## START Input records

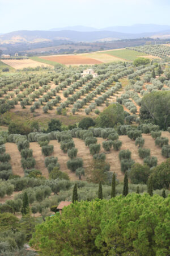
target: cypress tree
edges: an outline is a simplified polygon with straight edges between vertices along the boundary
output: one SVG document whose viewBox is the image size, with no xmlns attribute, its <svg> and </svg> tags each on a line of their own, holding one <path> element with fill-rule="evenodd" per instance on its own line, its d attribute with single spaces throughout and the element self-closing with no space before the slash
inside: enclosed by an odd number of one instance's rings
<svg viewBox="0 0 170 256">
<path fill-rule="evenodd" d="M 153 180 L 152 177 L 150 177 L 148 180 L 147 192 L 151 196 L 153 196 Z"/>
<path fill-rule="evenodd" d="M 160 65 L 159 65 L 158 68 L 158 74 L 159 76 L 160 76 L 162 73 L 162 70 L 160 67 Z"/>
<path fill-rule="evenodd" d="M 163 189 L 162 191 L 162 196 L 164 198 L 166 197 L 166 194 L 165 194 L 165 189 Z"/>
<path fill-rule="evenodd" d="M 128 172 L 126 171 L 124 181 L 123 196 L 126 196 L 129 193 Z"/>
<path fill-rule="evenodd" d="M 77 187 L 76 184 L 74 185 L 73 191 L 73 197 L 72 202 L 74 203 L 75 201 L 78 201 L 78 193 L 77 193 Z"/>
<path fill-rule="evenodd" d="M 100 181 L 100 183 L 99 183 L 98 197 L 99 198 L 99 199 L 103 199 L 102 185 L 101 185 L 101 181 Z"/>
<path fill-rule="evenodd" d="M 23 204 L 22 209 L 22 213 L 23 215 L 26 215 L 28 213 L 29 208 L 29 203 L 27 193 L 25 192 L 23 196 Z"/>
<path fill-rule="evenodd" d="M 111 198 L 116 196 L 116 175 L 114 172 L 112 176 Z"/>
<path fill-rule="evenodd" d="M 151 77 L 152 78 L 155 78 L 155 69 L 153 68 L 152 71 L 152 73 L 151 73 Z"/>
<path fill-rule="evenodd" d="M 137 194 L 139 194 L 140 193 L 140 192 L 139 192 L 139 186 L 138 186 L 137 188 Z"/>
</svg>

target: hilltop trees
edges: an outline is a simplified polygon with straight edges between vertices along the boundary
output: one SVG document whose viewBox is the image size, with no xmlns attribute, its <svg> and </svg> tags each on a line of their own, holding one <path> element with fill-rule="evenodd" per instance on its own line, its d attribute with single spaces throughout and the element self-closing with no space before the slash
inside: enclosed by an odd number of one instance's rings
<svg viewBox="0 0 170 256">
<path fill-rule="evenodd" d="M 123 124 L 124 112 L 122 106 L 118 104 L 110 105 L 99 114 L 96 119 L 98 127 L 114 127 L 118 124 Z"/>
</svg>

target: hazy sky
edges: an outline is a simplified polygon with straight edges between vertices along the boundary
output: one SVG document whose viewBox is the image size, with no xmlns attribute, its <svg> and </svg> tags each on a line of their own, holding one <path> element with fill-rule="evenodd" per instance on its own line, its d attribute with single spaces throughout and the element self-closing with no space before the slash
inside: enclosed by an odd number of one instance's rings
<svg viewBox="0 0 170 256">
<path fill-rule="evenodd" d="M 82 25 L 170 25 L 170 0 L 0 0 L 0 33 Z"/>
</svg>

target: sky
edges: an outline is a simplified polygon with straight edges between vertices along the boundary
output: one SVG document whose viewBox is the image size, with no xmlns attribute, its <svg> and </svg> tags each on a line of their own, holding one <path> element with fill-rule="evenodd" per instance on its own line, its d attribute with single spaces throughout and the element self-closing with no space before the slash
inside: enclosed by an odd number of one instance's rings
<svg viewBox="0 0 170 256">
<path fill-rule="evenodd" d="M 0 0 L 0 33 L 78 25 L 170 25 L 169 11 L 169 0 Z"/>
</svg>

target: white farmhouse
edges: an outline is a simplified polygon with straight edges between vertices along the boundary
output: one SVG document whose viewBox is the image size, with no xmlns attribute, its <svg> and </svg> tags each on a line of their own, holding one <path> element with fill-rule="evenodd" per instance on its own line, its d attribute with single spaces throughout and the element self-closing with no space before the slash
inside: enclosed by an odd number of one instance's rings
<svg viewBox="0 0 170 256">
<path fill-rule="evenodd" d="M 97 76 L 97 73 L 94 72 L 93 69 L 85 69 L 83 71 L 83 73 L 82 74 L 82 77 L 84 77 L 84 76 L 87 76 L 88 75 L 92 75 L 93 77 L 96 77 Z"/>
</svg>

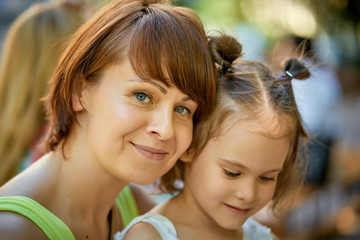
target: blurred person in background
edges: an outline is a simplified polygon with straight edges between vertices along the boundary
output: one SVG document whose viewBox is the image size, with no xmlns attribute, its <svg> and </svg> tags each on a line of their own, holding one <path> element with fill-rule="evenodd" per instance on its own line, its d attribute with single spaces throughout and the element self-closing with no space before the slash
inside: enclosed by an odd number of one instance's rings
<svg viewBox="0 0 360 240">
<path fill-rule="evenodd" d="M 60 48 L 82 22 L 75 2 L 36 3 L 11 25 L 0 66 L 0 185 L 36 161 L 45 130 L 40 98 Z"/>
</svg>

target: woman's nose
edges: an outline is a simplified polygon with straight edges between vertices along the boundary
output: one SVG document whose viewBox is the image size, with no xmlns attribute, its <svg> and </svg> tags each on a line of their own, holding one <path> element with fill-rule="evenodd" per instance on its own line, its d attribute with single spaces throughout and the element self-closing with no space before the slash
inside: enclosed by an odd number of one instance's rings
<svg viewBox="0 0 360 240">
<path fill-rule="evenodd" d="M 156 134 L 160 140 L 168 140 L 174 135 L 173 109 L 159 108 L 153 112 L 148 131 Z"/>
</svg>

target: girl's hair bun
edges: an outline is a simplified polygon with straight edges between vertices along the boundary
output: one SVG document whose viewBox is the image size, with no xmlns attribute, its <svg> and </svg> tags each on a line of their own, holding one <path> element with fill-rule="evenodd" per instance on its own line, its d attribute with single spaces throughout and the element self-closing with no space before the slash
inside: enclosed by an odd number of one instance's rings
<svg viewBox="0 0 360 240">
<path fill-rule="evenodd" d="M 223 73 L 242 54 L 242 45 L 234 37 L 224 34 L 209 37 L 209 46 L 214 61 L 221 66 Z"/>
<path fill-rule="evenodd" d="M 305 66 L 304 62 L 297 58 L 290 58 L 285 62 L 285 75 L 290 79 L 307 79 L 310 77 L 310 71 Z"/>
</svg>

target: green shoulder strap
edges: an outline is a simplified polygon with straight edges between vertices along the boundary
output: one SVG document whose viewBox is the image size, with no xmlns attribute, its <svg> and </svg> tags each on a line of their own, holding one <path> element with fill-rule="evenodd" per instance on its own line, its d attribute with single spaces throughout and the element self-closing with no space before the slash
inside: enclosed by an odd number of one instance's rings
<svg viewBox="0 0 360 240">
<path fill-rule="evenodd" d="M 116 198 L 116 205 L 119 208 L 124 228 L 137 216 L 139 211 L 135 198 L 129 186 L 126 186 Z"/>
<path fill-rule="evenodd" d="M 24 196 L 0 197 L 0 211 L 10 211 L 33 221 L 51 240 L 75 240 L 70 228 L 38 202 Z"/>
</svg>

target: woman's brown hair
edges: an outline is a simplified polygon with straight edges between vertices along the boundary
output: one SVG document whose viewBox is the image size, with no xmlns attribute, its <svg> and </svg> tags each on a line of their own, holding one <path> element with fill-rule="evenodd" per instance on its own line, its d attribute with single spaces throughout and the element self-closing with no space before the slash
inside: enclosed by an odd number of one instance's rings
<svg viewBox="0 0 360 240">
<path fill-rule="evenodd" d="M 0 186 L 15 176 L 45 125 L 40 99 L 65 40 L 83 22 L 82 4 L 36 3 L 9 28 L 0 65 Z"/>
<path fill-rule="evenodd" d="M 167 1 L 113 1 L 73 35 L 46 98 L 48 150 L 66 139 L 75 119 L 72 100 L 82 85 L 129 58 L 135 73 L 174 85 L 198 104 L 194 124 L 215 105 L 216 68 L 207 37 L 194 11 Z"/>
</svg>

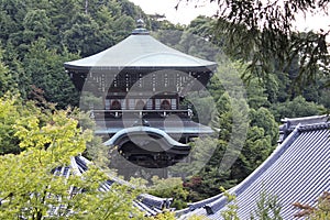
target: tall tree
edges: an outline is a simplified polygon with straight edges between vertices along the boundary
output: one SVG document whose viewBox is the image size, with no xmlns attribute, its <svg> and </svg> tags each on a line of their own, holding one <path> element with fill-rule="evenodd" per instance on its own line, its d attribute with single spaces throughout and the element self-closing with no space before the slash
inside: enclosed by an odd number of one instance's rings
<svg viewBox="0 0 330 220">
<path fill-rule="evenodd" d="M 15 100 L 0 99 L 1 117 L 11 117 L 14 108 Z M 67 166 L 72 156 L 85 151 L 91 132 L 78 128 L 70 111 L 35 111 L 8 121 L 15 129 L 18 145 L 25 151 L 0 156 L 0 218 L 141 219 L 133 207 L 134 193 L 127 186 L 114 184 L 113 190 L 98 190 L 107 176 L 95 166 L 82 176 L 54 175 L 56 168 Z M 45 123 L 41 116 L 47 119 Z"/>
</svg>

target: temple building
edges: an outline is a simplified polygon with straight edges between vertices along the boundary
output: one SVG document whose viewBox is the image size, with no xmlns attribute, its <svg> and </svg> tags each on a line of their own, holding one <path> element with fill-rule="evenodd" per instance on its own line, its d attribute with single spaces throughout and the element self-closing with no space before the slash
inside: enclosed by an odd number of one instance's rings
<svg viewBox="0 0 330 220">
<path fill-rule="evenodd" d="M 205 88 L 216 67 L 158 42 L 142 20 L 117 45 L 65 63 L 81 96 L 102 99 L 100 107 L 90 107 L 96 134 L 121 158 L 145 168 L 185 160 L 193 138 L 213 132 L 193 120 L 194 106 L 185 97 Z"/>
<path fill-rule="evenodd" d="M 242 183 L 228 190 L 237 197 L 240 219 L 251 219 L 252 216 L 258 219 L 262 199 L 270 217 L 278 211 L 282 219 L 296 219 L 306 212 L 295 204 L 317 207 L 319 197 L 330 191 L 329 116 L 286 118 L 283 122 L 277 148 Z M 271 202 L 272 206 L 266 207 L 266 201 L 274 201 L 274 198 L 276 205 Z M 226 210 L 228 199 L 220 194 L 190 204 L 189 208 L 176 213 L 180 220 L 191 216 L 221 220 Z M 305 216 L 302 219 L 309 218 Z"/>
</svg>

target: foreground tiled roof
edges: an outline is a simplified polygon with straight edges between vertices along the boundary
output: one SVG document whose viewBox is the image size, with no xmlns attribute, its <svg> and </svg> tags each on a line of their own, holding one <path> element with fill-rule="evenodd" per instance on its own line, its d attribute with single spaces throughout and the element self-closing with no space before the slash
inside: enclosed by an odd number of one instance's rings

## END Input records

◆ Requirements
Locate every line in the items above that contains the string "hair", and copy each such line in full.

◆ Response
target: girl's hair bun
target: woman's brown hair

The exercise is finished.